Exercise inputs:
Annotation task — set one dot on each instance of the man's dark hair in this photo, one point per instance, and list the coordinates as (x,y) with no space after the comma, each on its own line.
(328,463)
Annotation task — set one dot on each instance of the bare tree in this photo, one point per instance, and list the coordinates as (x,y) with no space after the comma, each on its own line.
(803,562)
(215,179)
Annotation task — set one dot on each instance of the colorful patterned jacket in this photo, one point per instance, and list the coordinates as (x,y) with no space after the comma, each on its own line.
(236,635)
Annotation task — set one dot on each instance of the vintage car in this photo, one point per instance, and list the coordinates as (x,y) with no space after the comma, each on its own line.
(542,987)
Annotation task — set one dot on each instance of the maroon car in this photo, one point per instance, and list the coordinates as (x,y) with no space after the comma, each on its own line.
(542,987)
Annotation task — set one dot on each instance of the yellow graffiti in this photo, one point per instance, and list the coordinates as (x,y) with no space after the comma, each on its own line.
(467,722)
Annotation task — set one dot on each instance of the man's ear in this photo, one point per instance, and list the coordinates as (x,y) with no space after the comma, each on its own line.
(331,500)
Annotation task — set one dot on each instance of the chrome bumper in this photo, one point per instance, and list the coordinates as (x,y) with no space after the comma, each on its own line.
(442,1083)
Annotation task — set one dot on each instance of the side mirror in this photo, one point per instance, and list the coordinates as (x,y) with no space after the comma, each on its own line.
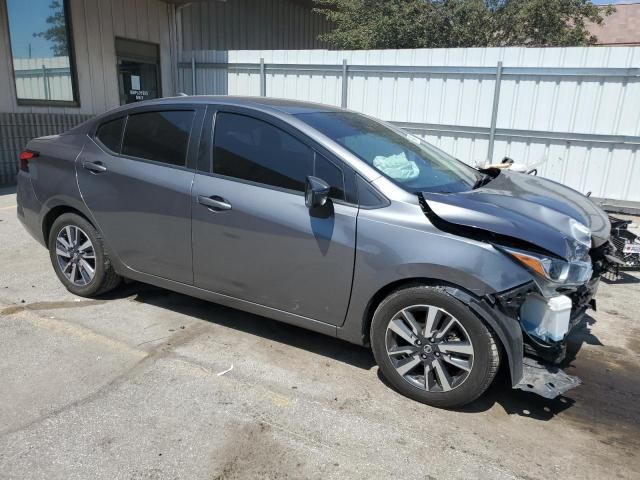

Problem description: Rewrite all of the records above as a numbered list, dropping any blank lines and omitting the pictures.

In response:
1. Annotation task — set one dot on each instance of the man's dark hair in this photo, one point per instance, and list the coordinates as (x,y) with no space after the comma, each on its own line.
2. (328,463)
3. Annotation task — set one dot on each instance of the bare tree in this photo, one point per instance, and list the coordinates as (x,y) with no space after the comma, each on its own line.
4. (803,562)
5. (215,179)
6. Annotation task — set one dot on each instance of the colorful patterned jacket in this photo, one point per instance, and list the coordinates as (x,y) with no space after the comma, each on its own line.
7. (236,635)
8. Annotation task — set one dot on each instance of the vintage car in this photo, one point per instance, and list the coordinates as (x,y) with no space after the comma, each on its own line.
9. (542,987)
10. Annotation task — set one dot on each instance of the maroon car in this photo, one point per instance, and list the coordinates as (x,y) with no space after the comma, each on its own line.
11. (542,987)
12. Annotation task — set one dot on each instance of the yellow graffiti in this photo, one point per instance, and list the coordinates as (x,y) with no space after the comma, each on its own line.
13. (467,722)
14. Annotation task — set one dot on each instance of the man's ear in this photo, one point per instance, and list the coordinates as (x,y) with no space after the comma, each on its own line.
15. (331,500)
16. Annotation task — set one dot on each instance of the chrome bumper in this photo, one point per instance, and list the coordinates as (x,y) with no space after the comma, each on its own line.
17. (442,1083)
18. Annotation task — set one dot on each instance of the side mirror in this photo, one point per instance, and list the coordinates as (x,y) with no space after the comma, each on its own line.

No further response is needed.